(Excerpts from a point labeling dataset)
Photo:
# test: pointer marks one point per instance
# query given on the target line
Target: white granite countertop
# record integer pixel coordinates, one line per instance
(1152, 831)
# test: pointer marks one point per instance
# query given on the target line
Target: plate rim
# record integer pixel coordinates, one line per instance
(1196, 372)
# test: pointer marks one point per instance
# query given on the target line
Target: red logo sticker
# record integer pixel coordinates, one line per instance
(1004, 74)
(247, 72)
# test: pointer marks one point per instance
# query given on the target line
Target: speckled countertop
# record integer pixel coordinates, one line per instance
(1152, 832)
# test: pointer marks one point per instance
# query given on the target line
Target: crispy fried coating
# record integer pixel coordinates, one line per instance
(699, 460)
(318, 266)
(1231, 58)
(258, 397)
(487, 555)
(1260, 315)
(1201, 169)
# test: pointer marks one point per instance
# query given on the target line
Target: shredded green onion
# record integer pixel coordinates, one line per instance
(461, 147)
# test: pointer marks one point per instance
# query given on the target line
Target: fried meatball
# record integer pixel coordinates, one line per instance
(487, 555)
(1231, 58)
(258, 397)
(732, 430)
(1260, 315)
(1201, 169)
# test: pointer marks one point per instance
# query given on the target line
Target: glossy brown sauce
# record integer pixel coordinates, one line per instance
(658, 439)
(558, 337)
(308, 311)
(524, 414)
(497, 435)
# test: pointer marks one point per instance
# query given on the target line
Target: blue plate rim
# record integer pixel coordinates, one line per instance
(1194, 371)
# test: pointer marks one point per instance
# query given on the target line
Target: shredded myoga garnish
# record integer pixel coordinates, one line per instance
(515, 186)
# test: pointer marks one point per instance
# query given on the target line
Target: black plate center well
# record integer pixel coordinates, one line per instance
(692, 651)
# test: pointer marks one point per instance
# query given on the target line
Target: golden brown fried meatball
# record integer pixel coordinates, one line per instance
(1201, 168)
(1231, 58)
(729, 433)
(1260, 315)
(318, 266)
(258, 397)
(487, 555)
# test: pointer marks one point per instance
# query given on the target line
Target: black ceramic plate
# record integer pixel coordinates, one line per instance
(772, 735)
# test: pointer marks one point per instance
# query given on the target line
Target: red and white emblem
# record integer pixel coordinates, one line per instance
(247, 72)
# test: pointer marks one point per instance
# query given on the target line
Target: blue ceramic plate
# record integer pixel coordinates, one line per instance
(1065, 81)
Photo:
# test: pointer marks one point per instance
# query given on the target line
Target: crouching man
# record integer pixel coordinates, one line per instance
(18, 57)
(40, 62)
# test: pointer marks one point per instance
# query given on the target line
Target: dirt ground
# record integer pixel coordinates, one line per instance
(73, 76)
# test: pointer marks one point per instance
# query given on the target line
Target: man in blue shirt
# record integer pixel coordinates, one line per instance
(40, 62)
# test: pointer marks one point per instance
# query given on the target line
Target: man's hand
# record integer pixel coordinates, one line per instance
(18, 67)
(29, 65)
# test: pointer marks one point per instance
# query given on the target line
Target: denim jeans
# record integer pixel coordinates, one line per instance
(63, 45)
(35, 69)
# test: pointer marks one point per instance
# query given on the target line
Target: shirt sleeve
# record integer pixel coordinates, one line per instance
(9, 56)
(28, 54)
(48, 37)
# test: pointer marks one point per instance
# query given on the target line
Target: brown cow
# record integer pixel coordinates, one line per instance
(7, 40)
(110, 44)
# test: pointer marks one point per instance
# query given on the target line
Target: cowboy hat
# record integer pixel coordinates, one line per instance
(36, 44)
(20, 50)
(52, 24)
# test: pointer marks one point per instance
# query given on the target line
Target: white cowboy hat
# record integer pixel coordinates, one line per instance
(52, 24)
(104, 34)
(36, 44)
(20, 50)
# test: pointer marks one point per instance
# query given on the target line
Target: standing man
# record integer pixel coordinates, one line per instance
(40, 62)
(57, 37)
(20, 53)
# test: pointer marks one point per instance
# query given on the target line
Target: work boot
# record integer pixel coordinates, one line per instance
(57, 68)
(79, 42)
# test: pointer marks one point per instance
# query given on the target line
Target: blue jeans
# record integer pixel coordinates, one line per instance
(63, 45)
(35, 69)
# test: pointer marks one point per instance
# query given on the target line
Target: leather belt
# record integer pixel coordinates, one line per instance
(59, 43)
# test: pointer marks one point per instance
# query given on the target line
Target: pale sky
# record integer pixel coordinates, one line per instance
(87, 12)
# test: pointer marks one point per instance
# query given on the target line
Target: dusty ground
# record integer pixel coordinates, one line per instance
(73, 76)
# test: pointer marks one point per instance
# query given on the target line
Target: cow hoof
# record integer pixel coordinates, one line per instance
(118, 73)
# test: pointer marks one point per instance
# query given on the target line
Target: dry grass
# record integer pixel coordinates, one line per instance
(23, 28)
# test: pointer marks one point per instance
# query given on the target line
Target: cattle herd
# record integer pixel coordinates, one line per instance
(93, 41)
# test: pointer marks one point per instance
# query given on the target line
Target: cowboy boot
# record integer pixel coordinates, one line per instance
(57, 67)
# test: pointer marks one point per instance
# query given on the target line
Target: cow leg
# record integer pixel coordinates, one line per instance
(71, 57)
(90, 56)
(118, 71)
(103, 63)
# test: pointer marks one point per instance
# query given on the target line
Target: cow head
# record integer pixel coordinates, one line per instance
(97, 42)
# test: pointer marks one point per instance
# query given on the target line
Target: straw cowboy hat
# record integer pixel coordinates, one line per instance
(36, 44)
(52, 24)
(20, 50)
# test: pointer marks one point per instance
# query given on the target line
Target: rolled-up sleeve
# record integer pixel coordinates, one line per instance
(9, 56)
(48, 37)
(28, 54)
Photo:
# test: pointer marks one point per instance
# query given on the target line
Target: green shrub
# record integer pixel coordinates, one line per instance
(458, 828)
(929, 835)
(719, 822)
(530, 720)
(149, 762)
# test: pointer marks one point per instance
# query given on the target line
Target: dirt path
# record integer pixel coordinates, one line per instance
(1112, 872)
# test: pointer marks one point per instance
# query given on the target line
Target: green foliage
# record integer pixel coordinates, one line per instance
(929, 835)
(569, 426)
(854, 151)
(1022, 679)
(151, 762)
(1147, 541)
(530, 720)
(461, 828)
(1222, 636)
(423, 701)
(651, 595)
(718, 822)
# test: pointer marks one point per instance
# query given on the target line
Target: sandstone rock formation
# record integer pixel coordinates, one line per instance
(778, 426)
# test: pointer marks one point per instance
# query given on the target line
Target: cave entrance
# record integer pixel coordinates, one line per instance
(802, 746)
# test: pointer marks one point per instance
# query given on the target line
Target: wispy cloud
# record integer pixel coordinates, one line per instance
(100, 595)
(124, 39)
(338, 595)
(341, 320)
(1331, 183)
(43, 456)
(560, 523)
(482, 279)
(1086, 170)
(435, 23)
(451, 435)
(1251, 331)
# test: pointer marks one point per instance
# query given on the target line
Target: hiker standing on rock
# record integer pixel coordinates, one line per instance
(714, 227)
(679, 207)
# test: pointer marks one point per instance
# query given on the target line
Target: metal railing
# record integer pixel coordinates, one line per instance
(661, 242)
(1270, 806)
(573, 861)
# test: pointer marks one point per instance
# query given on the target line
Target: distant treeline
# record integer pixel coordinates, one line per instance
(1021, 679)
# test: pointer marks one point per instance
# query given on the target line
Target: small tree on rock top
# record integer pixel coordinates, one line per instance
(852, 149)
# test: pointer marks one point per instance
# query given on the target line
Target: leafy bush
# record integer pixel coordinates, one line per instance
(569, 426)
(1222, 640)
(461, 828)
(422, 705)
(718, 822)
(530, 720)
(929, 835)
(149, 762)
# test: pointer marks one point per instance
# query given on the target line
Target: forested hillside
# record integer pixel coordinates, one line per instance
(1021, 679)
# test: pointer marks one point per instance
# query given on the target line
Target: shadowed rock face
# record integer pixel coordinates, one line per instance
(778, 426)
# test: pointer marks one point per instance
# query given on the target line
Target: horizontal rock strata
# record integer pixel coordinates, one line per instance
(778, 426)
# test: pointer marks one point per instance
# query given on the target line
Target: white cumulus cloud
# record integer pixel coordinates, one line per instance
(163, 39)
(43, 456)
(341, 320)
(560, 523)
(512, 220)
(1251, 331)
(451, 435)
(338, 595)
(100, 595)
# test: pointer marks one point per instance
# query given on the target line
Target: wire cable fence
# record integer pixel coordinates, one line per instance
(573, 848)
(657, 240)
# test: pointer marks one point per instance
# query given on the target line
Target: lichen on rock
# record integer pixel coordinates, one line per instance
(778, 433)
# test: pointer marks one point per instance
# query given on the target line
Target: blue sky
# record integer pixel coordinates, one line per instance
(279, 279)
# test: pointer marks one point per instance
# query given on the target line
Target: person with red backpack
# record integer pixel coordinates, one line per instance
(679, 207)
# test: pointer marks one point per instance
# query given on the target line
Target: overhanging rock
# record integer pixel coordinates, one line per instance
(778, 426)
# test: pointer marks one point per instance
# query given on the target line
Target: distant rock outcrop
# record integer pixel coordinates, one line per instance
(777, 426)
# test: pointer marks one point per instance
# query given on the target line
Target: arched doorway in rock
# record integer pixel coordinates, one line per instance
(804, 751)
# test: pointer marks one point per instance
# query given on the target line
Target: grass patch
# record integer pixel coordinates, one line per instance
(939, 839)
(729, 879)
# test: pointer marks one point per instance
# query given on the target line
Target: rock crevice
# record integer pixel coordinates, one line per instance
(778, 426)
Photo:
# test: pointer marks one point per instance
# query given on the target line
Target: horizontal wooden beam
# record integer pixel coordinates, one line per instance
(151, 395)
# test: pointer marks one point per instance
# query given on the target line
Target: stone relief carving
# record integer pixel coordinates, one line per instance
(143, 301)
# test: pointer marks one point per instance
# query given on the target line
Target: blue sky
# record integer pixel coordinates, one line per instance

_Request_:
Please collect every line of the data above that contains the word "cloud", copying each line in full.

_Response_:
Target: wispy cloud
Target: white cumulus cloud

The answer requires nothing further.